• **EXTRAIT CHOISI**
Cette situation chaotique engendre des politiques promouvant, accroissant encore, le désordre existant. A la manœuvre, l’impérialisme états-unien cassant toute tentative de régulation. Désormais, c’est la loi de la jungle sans régulation. A preuve, la neutralisation de l’OMC (Organisation Mondiale du Commerce). Depuis 3 ans, cette institution est en effet vidée de sa substance, celle consistant à régler les différends, c’est-à-dire les distorsions de concurrence. Tout a commencé sous Obama. Il était déjà clair, dès cette période, que les Etats-Unis étaient, face à la Chine, en train de perdre leur suprématie mondiale. « L’atelier du monde » qui devait être cantonné dans ce rôle depuis son entrée à l’OMC fin 2001, taillait des croupières au géant US. L’Europe, avec l’Allemagne, faisait preuve de velléité d’indépendance, en jouant son propre jeu avec la Russie et la Chine. Avec Trump, suivi par Biden, l’organe d’appel de cette institution d’arbitrage fut congelé, les Etats-Unis refusant de renouveler cette instance de 7 membres. Le changement d’époque était amorcé à coups de sanctions, d’extraterritorialité, d’interventionnisme de la justice américaine. A la soi-disant concorde multilatérale de la fin du 20ème siècle, a succédé l’unilatéralisme US. La guerre en Ukraine, soit l’affrontement entre l’OTAN/US avec la Russie, allait, de fait, pétrifier l’ONU, du moins son Conseil dit de Sécurité.  

 

La grande crise du capitalisme mondial de 2008, conséquence de la globalisation financière « libérée » de toute contrainte, a renvoyé, certes, sans ambiguïté, à la nature même du capitalisme. Mais, fait nouveau, l’accélération des échanges, a fait naître vis-à-vis des USA, des concurrents insupportables pour la suprématie états-unienne. Qui plus est, les inégalités engendrées, le retour de l’inflation, la persistance des politiques d’austérité, et pas seulement dans les pays centraux, sont, de fait, le ferment d’une poussée de révoltes et de protestations.

 

Vers le retour de la lutte des classes et des peuples ?

• **TRAVAIL À FAIRE**
[1] Répondez à ces questions à partir de l'extrait :
(a) Depuis combien d'années l'OMC est-elle vidée de sa substance ?
(b) Combien de membres compte l'instance que les États-Unis ont refusé de renouveler ?
(c) En quelle année a eu lieu la grande crise du capitalisme mondial ?
[2] Transcrivez la partie de l'extrait qui s'ouvre sur les mots « La grande crise » et se clôt sur « et de protestations. ».

Entrées d'identification de lieux:

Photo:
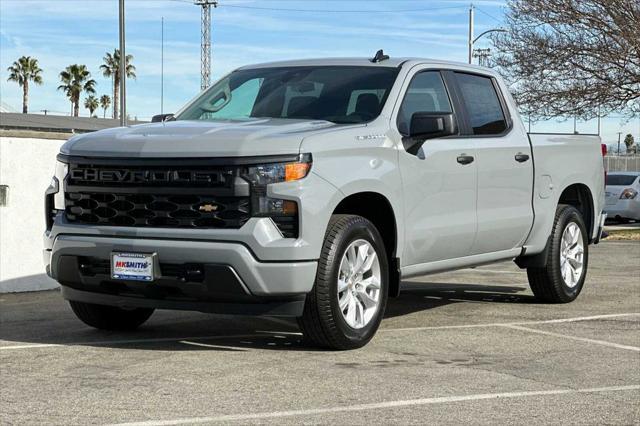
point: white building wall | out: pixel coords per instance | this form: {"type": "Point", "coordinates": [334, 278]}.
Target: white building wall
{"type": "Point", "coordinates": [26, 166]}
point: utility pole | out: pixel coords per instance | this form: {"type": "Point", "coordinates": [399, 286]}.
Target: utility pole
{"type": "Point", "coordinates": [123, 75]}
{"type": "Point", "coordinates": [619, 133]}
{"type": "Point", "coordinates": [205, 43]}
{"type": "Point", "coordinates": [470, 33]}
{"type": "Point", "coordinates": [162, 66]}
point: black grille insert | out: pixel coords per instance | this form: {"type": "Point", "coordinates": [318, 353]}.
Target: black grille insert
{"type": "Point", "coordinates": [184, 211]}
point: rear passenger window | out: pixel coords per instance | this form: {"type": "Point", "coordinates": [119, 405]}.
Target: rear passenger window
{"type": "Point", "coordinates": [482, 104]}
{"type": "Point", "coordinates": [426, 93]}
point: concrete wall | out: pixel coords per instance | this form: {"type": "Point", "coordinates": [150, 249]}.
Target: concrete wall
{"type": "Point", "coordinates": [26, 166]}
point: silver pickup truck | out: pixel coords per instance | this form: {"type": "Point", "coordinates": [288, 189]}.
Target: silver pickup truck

• **RÉPONSES ATTENDUES**
[1]
(a) Depuis 3 ans.
(b) 7 membres.
(c) En 2008.

[2]
La grande crise du capitalisme mondial de 2008, conséquence de la globalisation financière « libérée » de toute contrainte, a renvoyé, certes, sans ambiguïté, à la nature même du capitalisme. Mais, fait nouveau, l’accélération des échanges, a fait naître vis-à-vis des USA, des concurrents insupportables pour la suprématie états-unienne. Qui plus est, les inégalités engendrées, le retour de l’inflation, la persistance des politiques d’austérité, et pas seulement dans les pays centraux, sont, de fait, le ferment d’une poussée de révoltes et de protestations.